After months of heartache, Brittney Griner is officially free.
The WNBA star has been released after 294 days in Russian custody, a senior White House official announced on Dec. 8. Griner—who was found guilty on drug charges by a Russian court and sentenced to 9 years in prison in August—was traded for Russian arms dealer Viktor Bout, who was 11 years into a 25-year sentence.
Per the official, President Joe Biden signed off on the trade, which took place in the UAE. American businessman Paul Whelan, who has been detained in Russia since 2018, was not included in the deal.
"Moments ago I spoke to Brittney Griner," the president tweeted Dec. 8 alongside photos with Brittney's wife, Cherelle Griner,and Vice President Kamala Harris at the White House. "She is safe. She is on a plane. She is on her way home."
This news comes nearly a year after the Phoenix Mercury center, who plays for a Russian team during the off-season, was arrested at Moscow's Sheremetyevo International Airport in February for allegedly possessing vape cartridges that contained cannabis oil in her luggage.

**YOUR INSTRUCTIONS:**
Return the passage on Brittney Griner's release word for word, beginning at the words "This news comes" and stopping after the words "in her luggage.". The records that follow are not needed for this.

**DATASET ENTRIES:**
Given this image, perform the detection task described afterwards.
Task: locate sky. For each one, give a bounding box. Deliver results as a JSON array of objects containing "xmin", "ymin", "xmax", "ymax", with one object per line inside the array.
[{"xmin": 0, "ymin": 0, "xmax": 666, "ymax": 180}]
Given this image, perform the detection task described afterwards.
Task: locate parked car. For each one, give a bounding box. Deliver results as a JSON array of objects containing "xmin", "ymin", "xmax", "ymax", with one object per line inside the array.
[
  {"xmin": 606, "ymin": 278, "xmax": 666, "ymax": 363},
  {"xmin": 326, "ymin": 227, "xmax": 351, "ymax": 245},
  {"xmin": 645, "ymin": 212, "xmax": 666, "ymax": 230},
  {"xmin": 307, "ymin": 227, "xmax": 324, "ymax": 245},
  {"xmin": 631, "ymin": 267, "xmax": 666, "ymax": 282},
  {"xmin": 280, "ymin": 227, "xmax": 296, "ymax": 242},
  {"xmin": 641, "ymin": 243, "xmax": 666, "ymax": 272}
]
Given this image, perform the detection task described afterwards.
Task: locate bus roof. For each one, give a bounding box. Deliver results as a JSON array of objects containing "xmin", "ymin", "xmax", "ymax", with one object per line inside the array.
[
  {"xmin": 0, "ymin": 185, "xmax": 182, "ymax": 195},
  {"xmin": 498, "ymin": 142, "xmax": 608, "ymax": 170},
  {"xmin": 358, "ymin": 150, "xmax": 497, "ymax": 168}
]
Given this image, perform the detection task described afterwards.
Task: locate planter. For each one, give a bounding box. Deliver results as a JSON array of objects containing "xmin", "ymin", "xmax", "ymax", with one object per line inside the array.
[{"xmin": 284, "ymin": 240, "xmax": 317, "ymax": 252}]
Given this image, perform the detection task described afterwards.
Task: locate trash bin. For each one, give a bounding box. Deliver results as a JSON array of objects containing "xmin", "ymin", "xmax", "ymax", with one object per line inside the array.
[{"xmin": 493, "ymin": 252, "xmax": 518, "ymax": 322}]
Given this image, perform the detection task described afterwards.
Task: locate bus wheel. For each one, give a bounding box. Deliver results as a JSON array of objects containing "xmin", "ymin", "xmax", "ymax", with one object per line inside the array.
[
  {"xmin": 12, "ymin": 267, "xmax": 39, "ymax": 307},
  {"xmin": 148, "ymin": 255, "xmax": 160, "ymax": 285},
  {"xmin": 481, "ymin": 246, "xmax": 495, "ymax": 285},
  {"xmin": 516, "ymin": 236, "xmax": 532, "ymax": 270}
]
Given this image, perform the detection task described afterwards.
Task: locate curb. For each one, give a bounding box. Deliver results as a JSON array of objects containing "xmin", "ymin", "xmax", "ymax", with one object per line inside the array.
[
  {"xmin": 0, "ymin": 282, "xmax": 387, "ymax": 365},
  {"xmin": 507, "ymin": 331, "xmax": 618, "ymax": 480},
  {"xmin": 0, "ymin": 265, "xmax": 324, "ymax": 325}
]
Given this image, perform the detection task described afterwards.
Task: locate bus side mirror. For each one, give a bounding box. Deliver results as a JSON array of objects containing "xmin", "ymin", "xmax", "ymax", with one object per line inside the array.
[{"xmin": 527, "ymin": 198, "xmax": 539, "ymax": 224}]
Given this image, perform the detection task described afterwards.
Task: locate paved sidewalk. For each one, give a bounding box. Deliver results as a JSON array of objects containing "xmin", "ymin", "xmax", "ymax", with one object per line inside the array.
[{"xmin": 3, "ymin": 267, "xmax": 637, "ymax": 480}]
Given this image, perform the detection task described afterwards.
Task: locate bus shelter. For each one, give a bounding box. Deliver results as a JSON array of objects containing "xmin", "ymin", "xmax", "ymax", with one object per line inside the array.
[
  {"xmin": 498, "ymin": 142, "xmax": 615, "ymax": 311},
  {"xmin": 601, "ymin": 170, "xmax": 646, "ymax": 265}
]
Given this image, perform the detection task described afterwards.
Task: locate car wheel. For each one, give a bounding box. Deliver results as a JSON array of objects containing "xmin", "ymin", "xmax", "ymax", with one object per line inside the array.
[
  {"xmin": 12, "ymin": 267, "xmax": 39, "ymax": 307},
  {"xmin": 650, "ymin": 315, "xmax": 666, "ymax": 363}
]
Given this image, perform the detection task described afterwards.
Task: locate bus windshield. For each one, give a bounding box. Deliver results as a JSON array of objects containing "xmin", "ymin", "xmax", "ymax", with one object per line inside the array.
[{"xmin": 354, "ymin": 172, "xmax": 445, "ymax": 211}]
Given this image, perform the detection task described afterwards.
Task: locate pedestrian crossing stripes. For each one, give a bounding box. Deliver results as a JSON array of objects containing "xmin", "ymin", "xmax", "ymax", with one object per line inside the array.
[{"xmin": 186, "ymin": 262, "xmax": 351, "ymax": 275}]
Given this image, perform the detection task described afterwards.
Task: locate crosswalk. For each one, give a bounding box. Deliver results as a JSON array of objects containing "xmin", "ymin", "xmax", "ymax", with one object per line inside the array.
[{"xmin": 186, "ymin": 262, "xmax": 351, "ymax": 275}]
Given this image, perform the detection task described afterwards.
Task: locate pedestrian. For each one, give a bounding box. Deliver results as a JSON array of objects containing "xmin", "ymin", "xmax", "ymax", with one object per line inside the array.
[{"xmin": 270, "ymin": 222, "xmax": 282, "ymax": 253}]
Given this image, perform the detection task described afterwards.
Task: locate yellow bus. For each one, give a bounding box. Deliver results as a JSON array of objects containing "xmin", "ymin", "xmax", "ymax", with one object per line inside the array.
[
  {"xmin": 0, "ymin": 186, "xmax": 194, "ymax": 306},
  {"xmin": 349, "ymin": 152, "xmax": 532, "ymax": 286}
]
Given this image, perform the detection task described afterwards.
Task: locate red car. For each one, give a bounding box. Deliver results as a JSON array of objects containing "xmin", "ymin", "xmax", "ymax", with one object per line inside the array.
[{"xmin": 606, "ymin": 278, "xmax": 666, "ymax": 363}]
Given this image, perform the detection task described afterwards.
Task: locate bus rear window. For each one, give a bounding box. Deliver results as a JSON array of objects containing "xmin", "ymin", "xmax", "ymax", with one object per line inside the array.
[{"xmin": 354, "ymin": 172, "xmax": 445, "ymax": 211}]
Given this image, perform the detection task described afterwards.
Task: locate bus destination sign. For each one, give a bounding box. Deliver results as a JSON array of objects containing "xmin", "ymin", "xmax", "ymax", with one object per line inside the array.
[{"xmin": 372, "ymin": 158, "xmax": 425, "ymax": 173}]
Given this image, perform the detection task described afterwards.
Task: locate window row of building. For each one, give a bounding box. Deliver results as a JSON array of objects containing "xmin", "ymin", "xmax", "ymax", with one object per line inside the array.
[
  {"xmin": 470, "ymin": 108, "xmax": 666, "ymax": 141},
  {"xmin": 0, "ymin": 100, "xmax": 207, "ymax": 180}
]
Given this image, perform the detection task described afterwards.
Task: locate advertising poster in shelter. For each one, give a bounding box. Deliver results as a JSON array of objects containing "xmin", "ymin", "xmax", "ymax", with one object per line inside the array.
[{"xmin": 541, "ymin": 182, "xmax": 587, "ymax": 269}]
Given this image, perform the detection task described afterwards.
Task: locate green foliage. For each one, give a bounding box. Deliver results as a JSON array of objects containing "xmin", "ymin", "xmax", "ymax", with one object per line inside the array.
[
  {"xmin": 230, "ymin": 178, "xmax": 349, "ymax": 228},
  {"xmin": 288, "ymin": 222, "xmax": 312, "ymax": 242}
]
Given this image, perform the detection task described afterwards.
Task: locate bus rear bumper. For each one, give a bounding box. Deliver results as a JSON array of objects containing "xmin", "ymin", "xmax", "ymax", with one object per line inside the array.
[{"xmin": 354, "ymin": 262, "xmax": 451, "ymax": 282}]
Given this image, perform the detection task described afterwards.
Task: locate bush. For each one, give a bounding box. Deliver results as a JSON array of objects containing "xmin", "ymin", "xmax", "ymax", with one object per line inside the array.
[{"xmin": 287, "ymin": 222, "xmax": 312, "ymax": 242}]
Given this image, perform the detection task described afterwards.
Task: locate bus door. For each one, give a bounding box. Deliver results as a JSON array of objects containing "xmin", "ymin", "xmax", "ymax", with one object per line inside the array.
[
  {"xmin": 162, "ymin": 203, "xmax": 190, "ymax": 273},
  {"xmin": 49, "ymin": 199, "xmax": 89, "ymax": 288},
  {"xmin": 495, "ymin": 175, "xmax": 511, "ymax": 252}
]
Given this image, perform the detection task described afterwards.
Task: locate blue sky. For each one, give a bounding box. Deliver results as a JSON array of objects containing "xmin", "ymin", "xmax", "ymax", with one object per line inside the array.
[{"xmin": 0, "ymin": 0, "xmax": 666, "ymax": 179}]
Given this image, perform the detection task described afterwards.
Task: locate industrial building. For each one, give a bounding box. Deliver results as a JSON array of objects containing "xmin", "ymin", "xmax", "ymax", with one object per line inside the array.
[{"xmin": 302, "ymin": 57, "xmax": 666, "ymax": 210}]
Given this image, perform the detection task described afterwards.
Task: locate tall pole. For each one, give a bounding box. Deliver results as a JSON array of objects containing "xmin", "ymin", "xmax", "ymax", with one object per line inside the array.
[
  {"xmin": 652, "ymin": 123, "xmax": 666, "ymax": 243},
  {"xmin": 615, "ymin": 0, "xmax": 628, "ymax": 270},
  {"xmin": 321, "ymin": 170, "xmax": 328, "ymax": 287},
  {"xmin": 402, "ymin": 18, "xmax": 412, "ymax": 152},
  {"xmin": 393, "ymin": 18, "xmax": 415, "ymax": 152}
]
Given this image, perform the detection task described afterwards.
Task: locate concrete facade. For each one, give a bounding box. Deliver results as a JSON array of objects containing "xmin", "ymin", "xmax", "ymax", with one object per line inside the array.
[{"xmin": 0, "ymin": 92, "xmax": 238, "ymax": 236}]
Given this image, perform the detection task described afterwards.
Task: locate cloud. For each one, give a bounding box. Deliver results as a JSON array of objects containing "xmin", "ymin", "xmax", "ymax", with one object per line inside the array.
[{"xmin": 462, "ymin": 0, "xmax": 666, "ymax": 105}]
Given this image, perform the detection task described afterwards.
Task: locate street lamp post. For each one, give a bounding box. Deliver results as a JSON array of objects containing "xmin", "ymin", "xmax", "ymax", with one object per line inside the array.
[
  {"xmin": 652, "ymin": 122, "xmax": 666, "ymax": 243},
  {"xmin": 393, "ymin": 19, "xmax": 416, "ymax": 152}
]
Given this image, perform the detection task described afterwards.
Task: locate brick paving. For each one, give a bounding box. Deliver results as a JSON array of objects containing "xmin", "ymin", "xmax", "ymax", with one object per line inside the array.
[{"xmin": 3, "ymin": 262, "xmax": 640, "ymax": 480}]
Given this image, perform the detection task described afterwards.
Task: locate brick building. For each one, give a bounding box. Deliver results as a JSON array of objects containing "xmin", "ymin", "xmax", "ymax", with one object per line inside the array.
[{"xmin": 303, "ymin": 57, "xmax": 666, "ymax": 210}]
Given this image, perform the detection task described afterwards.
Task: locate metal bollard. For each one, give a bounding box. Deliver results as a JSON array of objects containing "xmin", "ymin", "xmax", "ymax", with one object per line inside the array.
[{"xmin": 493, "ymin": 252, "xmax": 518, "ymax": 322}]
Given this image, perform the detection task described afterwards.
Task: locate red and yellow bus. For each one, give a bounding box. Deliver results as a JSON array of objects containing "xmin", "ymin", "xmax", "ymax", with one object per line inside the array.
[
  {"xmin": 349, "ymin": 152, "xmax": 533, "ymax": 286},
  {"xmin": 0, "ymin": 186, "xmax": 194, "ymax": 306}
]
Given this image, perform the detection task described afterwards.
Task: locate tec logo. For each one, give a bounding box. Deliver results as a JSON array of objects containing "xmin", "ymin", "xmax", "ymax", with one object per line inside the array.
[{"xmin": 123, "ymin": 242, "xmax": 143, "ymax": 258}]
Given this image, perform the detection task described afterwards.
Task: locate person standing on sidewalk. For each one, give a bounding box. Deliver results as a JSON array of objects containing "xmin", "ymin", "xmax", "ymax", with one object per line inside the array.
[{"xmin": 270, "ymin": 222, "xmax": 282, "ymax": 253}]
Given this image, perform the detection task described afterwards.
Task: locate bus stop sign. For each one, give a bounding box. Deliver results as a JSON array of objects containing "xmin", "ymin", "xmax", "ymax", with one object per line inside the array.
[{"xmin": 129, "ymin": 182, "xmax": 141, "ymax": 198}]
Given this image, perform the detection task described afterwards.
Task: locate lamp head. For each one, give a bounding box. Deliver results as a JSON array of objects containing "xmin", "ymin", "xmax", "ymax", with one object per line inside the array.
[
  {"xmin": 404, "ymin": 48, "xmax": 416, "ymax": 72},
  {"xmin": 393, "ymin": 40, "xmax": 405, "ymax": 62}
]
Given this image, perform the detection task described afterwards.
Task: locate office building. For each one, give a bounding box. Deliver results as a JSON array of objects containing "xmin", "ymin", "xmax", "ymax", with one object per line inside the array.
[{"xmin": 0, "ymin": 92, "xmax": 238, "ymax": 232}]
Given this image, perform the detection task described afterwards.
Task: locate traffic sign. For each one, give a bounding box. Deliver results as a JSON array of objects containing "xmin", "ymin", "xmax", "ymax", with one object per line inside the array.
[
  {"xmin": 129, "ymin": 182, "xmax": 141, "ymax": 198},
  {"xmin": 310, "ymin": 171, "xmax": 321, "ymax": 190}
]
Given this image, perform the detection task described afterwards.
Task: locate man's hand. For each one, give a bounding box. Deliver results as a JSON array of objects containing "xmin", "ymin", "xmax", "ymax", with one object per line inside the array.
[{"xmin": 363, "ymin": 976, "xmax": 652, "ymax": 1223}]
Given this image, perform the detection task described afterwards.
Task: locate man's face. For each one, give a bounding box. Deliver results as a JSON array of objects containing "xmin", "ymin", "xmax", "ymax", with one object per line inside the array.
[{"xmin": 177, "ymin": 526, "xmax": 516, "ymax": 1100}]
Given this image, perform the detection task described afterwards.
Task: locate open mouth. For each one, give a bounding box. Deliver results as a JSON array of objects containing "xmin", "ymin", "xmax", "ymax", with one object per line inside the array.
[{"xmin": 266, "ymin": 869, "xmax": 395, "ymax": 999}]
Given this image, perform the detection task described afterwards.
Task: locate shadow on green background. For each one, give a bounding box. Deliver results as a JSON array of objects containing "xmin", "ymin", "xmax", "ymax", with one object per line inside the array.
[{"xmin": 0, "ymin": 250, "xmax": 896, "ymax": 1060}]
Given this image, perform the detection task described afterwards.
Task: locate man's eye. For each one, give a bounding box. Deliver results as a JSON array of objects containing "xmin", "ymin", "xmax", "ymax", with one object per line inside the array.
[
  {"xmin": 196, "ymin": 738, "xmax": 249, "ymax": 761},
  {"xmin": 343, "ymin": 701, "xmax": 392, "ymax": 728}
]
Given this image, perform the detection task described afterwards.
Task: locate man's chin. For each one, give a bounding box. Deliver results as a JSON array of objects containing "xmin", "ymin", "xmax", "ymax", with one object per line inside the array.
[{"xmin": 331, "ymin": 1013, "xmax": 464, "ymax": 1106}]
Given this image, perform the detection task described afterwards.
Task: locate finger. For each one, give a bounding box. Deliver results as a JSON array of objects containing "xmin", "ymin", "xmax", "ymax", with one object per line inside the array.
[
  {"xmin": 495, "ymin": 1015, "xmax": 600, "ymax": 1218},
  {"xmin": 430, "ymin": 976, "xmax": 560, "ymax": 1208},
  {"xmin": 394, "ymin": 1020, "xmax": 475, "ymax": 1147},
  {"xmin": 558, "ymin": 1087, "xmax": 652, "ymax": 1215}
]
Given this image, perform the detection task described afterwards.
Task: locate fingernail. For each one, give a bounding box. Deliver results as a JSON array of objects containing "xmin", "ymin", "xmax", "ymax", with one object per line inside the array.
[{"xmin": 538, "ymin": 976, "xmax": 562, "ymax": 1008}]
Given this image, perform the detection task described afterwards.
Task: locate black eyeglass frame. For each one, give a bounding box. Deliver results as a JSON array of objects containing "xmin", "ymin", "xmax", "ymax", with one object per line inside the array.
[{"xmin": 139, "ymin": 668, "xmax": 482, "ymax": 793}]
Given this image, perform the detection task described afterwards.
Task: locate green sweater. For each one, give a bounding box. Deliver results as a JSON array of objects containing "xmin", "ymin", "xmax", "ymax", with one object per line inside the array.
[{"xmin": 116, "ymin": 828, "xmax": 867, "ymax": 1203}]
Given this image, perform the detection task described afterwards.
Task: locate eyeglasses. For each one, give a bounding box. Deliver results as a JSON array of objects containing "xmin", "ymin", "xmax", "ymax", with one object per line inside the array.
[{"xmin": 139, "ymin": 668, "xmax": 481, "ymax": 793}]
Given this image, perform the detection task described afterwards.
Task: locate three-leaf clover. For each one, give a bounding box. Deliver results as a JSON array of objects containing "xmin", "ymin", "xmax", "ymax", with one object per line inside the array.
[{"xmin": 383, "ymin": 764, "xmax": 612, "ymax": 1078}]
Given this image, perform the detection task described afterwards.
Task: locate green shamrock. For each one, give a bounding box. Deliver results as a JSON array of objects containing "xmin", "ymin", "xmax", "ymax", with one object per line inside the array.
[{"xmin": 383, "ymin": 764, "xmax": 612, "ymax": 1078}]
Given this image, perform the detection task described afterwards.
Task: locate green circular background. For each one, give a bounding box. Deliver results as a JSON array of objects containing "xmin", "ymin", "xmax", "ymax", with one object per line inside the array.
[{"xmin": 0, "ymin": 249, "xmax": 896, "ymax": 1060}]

**RESPONSE:**
This news comes nearly a year after the Phoenix Mercury center, who plays for a Russian team during the off-season, was arrested at Moscow's Sheremetyevo International Airport in February for allegedly possessing vape cartridges that contained cannabis oil in her luggage.